[What to do]:
1. According to the passage on gold, what could a 400oz gold bar be purchased for in 2001?
2. List every property that, according to the passage on gold, lets gold facilitate trade.
3. From the passage on gold, output the text starting with "There is a second" and going on through "facilitate trade globally.".

[Passage provided]:

Unfortunately, Buffett does not understand the two main functions of gold.


Store of Value


In 2001, I could have purchased a gold bar (400oz) for $100,000. I also could have purchased a small family house in most parts of the United States. Today, that same gold bar is worth over $560,000 and I can purchase a large, luxurious house if I simply traded my gold bar. In other words, gold has stored value over time. This is something that Buffett does not understand.


An Olympic sized pool filled with cotton or iron ore also has no value in and of itself. Rather, one must refine the raw material into usable goods in order to extract value.


The purpose of iron ore might be to build steel beams for construction purposes. The purpose of cotton might be to create blue jeans. The purpose of gold is to retain value irrespective of social or political conditions.


Medium of Exchange


There is a second step that unlocks value and creates wealth– trade. Gold is not only a store of value but also a medium of exchange. It is a recognized unit of exchange from New York to some remote village in India. In other words, it can be used to facilitate trade globally.


It would do someone no good to create steel beams without finding someone who wanted to build something. Similarly there is little value in creating a hundred pairs of blue jeans without any market demand. The value is created through trade. By virtue of unique properties making it portable, divisible and impossible to counterfeit gold facilitates trade and wealth creation.

Stored items
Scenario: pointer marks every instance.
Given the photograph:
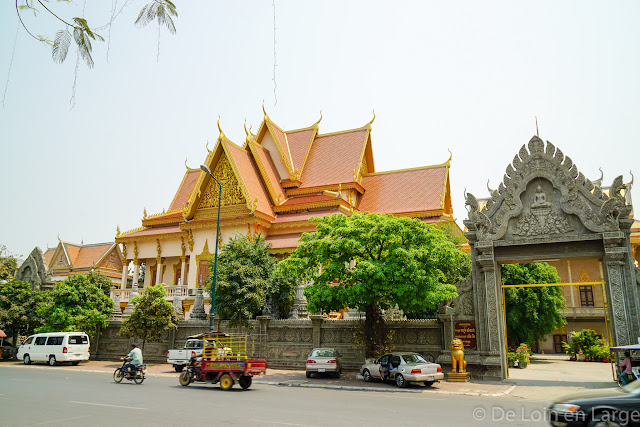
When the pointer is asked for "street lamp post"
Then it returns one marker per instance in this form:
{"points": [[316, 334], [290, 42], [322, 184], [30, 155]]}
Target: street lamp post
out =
{"points": [[215, 261]]}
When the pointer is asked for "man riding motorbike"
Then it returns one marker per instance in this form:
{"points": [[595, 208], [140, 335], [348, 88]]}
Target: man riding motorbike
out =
{"points": [[136, 360]]}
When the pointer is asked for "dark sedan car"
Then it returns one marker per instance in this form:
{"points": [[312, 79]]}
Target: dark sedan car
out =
{"points": [[608, 407]]}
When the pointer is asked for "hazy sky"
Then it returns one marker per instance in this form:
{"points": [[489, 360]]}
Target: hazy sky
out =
{"points": [[464, 76]]}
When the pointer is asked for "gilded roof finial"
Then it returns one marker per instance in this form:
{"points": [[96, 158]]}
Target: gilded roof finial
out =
{"points": [[319, 120], [219, 128], [374, 117]]}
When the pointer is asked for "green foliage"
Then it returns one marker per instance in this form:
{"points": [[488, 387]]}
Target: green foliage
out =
{"points": [[533, 312], [586, 340], [101, 282], [8, 264], [76, 305], [246, 277], [151, 317], [19, 308], [83, 34], [373, 262]]}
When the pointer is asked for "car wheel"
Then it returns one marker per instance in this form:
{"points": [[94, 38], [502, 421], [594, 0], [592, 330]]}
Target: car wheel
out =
{"points": [[245, 382], [226, 382], [400, 381], [604, 420]]}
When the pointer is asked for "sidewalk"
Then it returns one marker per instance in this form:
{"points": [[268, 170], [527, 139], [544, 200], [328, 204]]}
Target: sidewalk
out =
{"points": [[297, 378]]}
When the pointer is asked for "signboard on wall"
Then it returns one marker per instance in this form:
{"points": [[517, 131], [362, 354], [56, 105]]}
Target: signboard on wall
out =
{"points": [[466, 331]]}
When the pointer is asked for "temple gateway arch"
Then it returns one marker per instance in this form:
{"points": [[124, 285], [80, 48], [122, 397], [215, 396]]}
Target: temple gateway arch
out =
{"points": [[544, 209]]}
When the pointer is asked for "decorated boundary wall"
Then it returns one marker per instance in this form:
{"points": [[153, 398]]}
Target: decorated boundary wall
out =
{"points": [[286, 343]]}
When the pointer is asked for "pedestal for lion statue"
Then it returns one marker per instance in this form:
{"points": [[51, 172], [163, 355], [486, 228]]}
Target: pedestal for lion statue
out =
{"points": [[458, 364]]}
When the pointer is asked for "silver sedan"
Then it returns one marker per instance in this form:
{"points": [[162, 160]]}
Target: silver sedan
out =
{"points": [[402, 368]]}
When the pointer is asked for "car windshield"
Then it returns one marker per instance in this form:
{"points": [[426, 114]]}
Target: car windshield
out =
{"points": [[413, 358], [633, 387], [323, 353]]}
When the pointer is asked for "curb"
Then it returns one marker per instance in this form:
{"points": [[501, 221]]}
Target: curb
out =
{"points": [[304, 385]]}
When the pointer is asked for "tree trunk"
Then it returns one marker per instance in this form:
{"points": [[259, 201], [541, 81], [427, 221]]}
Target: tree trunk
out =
{"points": [[375, 332]]}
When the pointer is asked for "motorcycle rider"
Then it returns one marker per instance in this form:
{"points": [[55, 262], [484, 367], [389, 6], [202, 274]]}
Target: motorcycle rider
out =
{"points": [[136, 360]]}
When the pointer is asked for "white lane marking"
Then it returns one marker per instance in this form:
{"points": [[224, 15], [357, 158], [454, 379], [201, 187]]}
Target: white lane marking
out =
{"points": [[280, 423], [110, 406]]}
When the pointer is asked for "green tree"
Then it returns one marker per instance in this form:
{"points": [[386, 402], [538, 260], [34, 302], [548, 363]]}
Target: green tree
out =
{"points": [[76, 305], [101, 282], [151, 317], [373, 262], [78, 30], [533, 312], [8, 264], [246, 277], [19, 308]]}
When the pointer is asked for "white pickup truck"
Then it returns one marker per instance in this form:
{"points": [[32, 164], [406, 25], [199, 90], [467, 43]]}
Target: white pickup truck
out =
{"points": [[180, 358]]}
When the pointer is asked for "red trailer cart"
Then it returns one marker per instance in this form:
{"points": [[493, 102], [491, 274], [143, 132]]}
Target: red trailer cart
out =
{"points": [[226, 359]]}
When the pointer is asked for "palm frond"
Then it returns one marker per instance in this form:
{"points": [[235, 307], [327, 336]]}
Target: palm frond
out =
{"points": [[61, 46]]}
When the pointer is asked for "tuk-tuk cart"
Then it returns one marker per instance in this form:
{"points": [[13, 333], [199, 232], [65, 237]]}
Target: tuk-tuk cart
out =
{"points": [[226, 359]]}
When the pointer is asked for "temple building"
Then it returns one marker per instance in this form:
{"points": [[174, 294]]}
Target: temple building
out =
{"points": [[44, 270], [272, 184]]}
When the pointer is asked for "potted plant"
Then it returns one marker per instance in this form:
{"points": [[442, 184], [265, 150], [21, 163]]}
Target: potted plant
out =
{"points": [[512, 358]]}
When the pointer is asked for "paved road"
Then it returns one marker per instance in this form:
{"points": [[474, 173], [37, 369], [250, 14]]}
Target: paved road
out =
{"points": [[43, 395]]}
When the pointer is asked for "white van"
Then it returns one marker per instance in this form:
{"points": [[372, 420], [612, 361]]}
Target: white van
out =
{"points": [[55, 347]]}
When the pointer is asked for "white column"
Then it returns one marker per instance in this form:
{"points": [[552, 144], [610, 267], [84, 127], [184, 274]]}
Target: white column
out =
{"points": [[136, 272], [125, 270], [183, 267], [158, 271]]}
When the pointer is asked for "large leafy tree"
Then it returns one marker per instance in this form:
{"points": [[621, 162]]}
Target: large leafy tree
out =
{"points": [[76, 305], [373, 262], [19, 308], [246, 278], [8, 264], [151, 317], [532, 312]]}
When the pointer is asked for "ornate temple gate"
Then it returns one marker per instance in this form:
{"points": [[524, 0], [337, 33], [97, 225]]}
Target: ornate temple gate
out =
{"points": [[544, 209]]}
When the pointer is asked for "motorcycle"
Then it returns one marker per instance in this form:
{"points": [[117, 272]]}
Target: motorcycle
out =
{"points": [[138, 376]]}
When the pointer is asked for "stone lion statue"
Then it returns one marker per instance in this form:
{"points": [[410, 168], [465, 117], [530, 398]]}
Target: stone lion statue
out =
{"points": [[457, 356]]}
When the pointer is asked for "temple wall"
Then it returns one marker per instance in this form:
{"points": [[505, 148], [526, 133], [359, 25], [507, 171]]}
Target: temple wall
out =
{"points": [[288, 342]]}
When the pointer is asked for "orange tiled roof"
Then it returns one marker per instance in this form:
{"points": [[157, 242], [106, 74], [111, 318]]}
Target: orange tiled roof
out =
{"points": [[284, 241], [270, 170], [181, 197], [299, 142], [251, 177], [88, 255], [307, 199], [333, 158], [303, 216], [413, 190]]}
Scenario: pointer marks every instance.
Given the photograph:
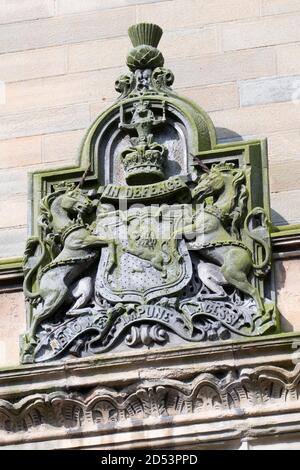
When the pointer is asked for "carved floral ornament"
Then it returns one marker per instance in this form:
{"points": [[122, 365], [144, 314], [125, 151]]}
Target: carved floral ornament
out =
{"points": [[163, 241], [249, 391]]}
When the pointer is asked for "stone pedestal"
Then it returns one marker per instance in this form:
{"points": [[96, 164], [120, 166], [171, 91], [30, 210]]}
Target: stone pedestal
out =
{"points": [[233, 395]]}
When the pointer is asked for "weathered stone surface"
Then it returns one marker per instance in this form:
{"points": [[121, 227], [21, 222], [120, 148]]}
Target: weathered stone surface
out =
{"points": [[173, 14], [290, 182], [14, 10], [195, 392], [67, 7], [33, 64], [60, 30], [58, 91], [45, 121], [285, 205], [288, 59], [283, 146], [277, 7], [233, 66], [214, 97], [20, 152], [267, 32], [287, 282], [255, 120], [62, 146], [269, 90]]}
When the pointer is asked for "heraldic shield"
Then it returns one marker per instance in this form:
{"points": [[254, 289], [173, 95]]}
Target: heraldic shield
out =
{"points": [[161, 236], [144, 260]]}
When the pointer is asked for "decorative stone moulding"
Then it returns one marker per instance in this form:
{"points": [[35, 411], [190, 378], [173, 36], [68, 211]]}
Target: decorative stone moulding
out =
{"points": [[160, 238]]}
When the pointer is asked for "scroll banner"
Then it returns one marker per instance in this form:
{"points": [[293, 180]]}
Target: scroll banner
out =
{"points": [[149, 192], [107, 332]]}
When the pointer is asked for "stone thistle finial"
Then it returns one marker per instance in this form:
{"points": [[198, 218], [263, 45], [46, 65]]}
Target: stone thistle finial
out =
{"points": [[145, 55]]}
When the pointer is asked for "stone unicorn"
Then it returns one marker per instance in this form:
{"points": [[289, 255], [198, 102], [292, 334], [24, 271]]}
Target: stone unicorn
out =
{"points": [[216, 233], [62, 214]]}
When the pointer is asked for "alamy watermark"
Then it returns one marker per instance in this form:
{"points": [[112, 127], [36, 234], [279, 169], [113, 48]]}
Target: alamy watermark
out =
{"points": [[2, 92]]}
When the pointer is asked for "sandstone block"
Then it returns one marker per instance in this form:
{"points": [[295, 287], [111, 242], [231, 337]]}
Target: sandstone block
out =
{"points": [[65, 29], [277, 7], [62, 146], [45, 121], [269, 90], [33, 64], [267, 32], [16, 10], [20, 152], [178, 14]]}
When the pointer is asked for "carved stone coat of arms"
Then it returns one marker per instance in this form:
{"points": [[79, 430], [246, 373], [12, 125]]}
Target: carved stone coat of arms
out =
{"points": [[160, 238]]}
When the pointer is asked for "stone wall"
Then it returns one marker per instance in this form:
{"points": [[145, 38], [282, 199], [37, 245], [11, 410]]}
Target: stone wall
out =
{"points": [[58, 62]]}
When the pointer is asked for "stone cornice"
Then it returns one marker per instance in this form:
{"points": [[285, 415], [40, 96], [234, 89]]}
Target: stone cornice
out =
{"points": [[173, 397]]}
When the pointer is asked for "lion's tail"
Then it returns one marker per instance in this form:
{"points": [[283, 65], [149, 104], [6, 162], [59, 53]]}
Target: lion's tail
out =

[Task results]:
1. $100,000

2. Portable, divisible, and impossible to counterfeit.

3.
There is a second step that unlocks value and creates wealth– trade. Gold is not only a store of value but also a medium of exchange. It is a recognized unit of exchange from New York to some remote village in India. In other words, it can be used to facilitate trade globally.